Directions.
Take the line that contains "Task: for the roadway count, mark the carp pelvic" as the first line and the last line of the material below as the final one; reproduce exactly the lines between, inclusive.

(Position identification records)
--*--
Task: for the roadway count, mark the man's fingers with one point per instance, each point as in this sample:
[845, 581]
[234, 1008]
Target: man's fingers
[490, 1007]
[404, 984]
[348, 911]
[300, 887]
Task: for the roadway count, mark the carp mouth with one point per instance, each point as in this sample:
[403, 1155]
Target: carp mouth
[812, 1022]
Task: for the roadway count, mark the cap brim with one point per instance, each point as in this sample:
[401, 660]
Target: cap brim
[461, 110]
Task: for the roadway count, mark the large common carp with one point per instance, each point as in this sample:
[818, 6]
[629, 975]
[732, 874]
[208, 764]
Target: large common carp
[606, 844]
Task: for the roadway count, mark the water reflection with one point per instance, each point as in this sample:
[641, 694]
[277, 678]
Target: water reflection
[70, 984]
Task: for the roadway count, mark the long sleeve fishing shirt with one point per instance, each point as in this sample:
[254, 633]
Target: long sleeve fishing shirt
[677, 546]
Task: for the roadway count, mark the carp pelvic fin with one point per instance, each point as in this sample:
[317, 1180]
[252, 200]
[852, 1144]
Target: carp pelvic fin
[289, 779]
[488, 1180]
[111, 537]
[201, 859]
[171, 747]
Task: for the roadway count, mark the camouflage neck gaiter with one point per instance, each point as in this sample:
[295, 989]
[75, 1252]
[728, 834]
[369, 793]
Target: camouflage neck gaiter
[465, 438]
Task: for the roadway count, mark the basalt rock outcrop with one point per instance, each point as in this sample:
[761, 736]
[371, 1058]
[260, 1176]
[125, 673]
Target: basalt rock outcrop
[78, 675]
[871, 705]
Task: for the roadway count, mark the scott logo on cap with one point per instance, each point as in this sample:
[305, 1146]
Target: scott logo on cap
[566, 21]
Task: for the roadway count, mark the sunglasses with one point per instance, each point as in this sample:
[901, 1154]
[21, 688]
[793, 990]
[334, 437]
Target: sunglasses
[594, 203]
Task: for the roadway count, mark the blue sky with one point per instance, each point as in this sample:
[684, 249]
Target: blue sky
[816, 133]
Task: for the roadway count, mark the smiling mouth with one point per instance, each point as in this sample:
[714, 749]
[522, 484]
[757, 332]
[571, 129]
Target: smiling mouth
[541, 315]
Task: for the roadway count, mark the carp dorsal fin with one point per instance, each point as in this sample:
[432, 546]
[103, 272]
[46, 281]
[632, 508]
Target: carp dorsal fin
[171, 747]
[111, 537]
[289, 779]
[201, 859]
--*--
Problem solution.
Task: for the roadway count, mark the carp pelvic fin with one point per instance, each point as in this sample:
[317, 1180]
[252, 200]
[852, 1144]
Target: carp pelvic fin
[289, 779]
[488, 1180]
[111, 537]
[201, 859]
[171, 747]
Task: for the roadway count, mark the camouflage neck gaiter with one point per instance, each point as in this sample:
[295, 989]
[75, 1252]
[728, 834]
[369, 793]
Target: camouflage neck gaiter
[465, 438]
Task: for the roadway count, mark the basalt rock outcrop with one point per instance, each point as in this sample:
[761, 736]
[371, 1058]
[260, 1176]
[125, 673]
Target: basalt rock outcrop
[78, 675]
[871, 705]
Task: for the roadway count, mark the scott logo on cap with one point per instance, each point as in this sample:
[305, 1146]
Target: scott logo on cap
[566, 21]
Task: for the roadway count, mark the sunglasses with one point per instance, each point as in this sample:
[901, 1154]
[21, 688]
[793, 990]
[334, 437]
Target: sunglasses
[594, 203]
Task: for the roadway count, mark the blue sky with one point per instance, each point as in this sample:
[684, 249]
Target: blue sky
[816, 133]
Task: for the roadway count, mark the smiling mouth with one point per instance, each point as in this sample:
[714, 749]
[522, 484]
[757, 332]
[571, 129]
Target: smiling mouth
[541, 315]
Task: for the roadway count, mark the carp dorsal fin with one point per instance, each point as in this sample:
[432, 546]
[103, 272]
[46, 281]
[632, 508]
Target: carp dorsal fin
[171, 747]
[111, 537]
[289, 779]
[201, 859]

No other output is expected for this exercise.